==== RECORDS FOR PROCESSING ====

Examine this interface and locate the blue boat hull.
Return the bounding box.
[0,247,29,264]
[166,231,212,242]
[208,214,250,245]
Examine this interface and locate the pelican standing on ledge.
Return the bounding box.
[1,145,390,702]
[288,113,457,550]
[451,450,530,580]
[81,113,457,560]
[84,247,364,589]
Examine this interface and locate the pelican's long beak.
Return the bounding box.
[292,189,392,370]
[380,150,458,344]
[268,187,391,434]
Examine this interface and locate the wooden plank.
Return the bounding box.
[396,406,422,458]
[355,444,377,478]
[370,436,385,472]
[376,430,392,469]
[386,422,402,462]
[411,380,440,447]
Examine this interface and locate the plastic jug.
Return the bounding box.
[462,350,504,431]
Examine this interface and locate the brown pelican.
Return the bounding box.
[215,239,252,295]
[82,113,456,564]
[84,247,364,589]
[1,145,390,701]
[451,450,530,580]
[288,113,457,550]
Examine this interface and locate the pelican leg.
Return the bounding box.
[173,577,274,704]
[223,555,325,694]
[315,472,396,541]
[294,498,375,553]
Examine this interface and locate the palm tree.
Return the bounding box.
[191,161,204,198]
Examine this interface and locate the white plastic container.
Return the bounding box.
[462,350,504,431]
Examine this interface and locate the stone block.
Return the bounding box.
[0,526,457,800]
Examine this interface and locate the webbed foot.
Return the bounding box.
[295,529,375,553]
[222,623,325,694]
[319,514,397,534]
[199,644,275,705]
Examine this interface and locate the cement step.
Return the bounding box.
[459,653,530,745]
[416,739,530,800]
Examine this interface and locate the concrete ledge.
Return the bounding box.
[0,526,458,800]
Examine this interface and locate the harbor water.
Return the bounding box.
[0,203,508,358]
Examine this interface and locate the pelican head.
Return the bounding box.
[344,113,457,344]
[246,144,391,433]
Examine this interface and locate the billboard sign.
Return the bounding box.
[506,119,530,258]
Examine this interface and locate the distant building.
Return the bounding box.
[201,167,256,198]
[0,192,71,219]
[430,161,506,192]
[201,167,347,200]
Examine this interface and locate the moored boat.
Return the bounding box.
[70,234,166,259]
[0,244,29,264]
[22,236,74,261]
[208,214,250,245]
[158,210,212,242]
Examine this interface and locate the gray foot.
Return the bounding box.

====

- _SHORT TASK_
Please copy out every line of the listing above without changing a word.

- _PROBLEM SOLUTION_
Examine this interface and locate the blue boat hull.
Return the bounding box.
[0,247,29,264]
[166,231,212,242]
[208,214,250,245]
Examine this interface and locate the pelican standing on ledge.
Return the bounding box.
[1,145,390,702]
[288,113,457,550]
[451,450,530,580]
[81,113,457,560]
[84,247,364,589]
Examine this interface and locate the pelican's long beak.
Return the bounding box.
[292,189,392,370]
[380,150,458,344]
[268,187,391,434]
Examine this interface and locate the wooden plank.
Return the bounding box.
[396,406,422,458]
[355,444,377,478]
[370,436,385,472]
[376,430,392,469]
[386,422,402,462]
[411,380,440,447]
Examine this interface and locate the plastic jug.
Return the bounding box.
[462,350,504,431]
Examine this interface and locate the brown pelican.
Return the bounding box.
[215,239,252,295]
[82,113,456,564]
[84,247,364,589]
[1,145,390,701]
[451,450,530,580]
[288,113,457,550]
Examine this interface and locate the pelican leg.
Return the bounding box.
[173,577,274,704]
[223,555,325,694]
[315,472,396,541]
[294,498,375,553]
Examine this interface and locate the palm tree.
Return the bounding box.
[191,161,204,198]
Examine this interface and locate the white plastic container.
Return the bounding box.
[462,350,504,431]
Examine this interface and locate the stone block.
Return the bounding box.
[0,526,457,800]
Examine this interface and locate the webbed foot.
Return the bounding box.
[295,529,375,553]
[222,623,325,694]
[319,514,397,534]
[199,644,275,705]
Examine this interface and locate the cement step.
Return the bounding box.
[459,653,530,745]
[416,739,530,800]
Examine this interface and locate the concrete ledge.
Return the bounding box.
[0,526,458,800]
Examine this interface and locate the harbor water.
Return the bounding box.
[0,203,508,358]
Examine this interface and locate the pelican head.
Return the bounding box.
[344,113,457,344]
[246,144,391,433]
Examine this interface and locate the billboard sign.
Return the bounding box.
[506,119,530,258]
Examine this interface and locate the distant building.
Return the bounding box.
[201,167,256,198]
[0,192,71,219]
[430,161,506,192]
[201,167,347,200]
Examine this interface and locate the moored boat.
Return the bounding box.
[70,234,166,259]
[0,244,29,264]
[22,236,74,261]
[208,214,250,245]
[158,210,212,242]
Examine this interface and locate the gray foot.
Return the bounding box.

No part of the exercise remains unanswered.